-- begin THE RECORDS --

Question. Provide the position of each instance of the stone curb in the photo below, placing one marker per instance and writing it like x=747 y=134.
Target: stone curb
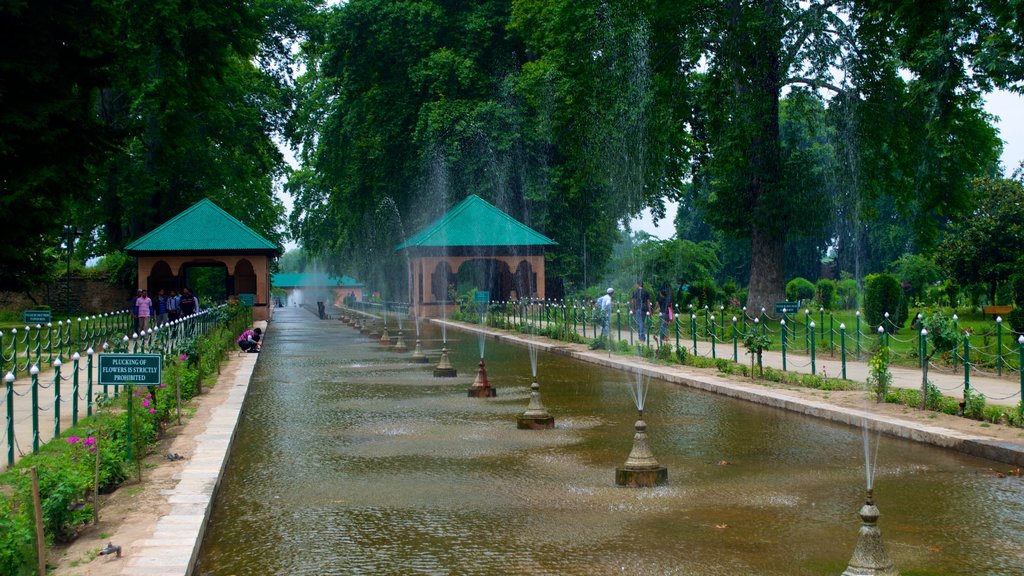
x=1010 y=453
x=172 y=548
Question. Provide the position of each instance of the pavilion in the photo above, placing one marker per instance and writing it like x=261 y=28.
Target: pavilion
x=503 y=256
x=206 y=236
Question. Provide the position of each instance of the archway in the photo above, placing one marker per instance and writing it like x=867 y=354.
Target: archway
x=440 y=279
x=524 y=280
x=245 y=278
x=484 y=274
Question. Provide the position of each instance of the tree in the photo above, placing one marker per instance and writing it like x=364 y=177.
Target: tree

-- end THE RECORDS --

Rewrite the lines above, swapping every "marker" for "point" and keeping everything else the same. Omit the pictures from your version.

Question. Provide the position of each instance of the stone curb in the photo below, placing one point per instance and writing it like x=747 y=134.
Target: stone curb
x=1010 y=453
x=172 y=548
Question. Provide the position of each instance of the pavilion in the photo above, placing one point per instance and writing it like x=261 y=28.
Target: pavilion
x=503 y=256
x=206 y=236
Question. Provide the position of each instance of the archway in the photo above, placing one point per instance and writing it like x=867 y=354.
Target: archway
x=440 y=279
x=524 y=280
x=245 y=278
x=484 y=274
Question. Provide the position of each instance of the tree in the photo above, placing one point per instance and writing it like x=364 y=177.
Target: tree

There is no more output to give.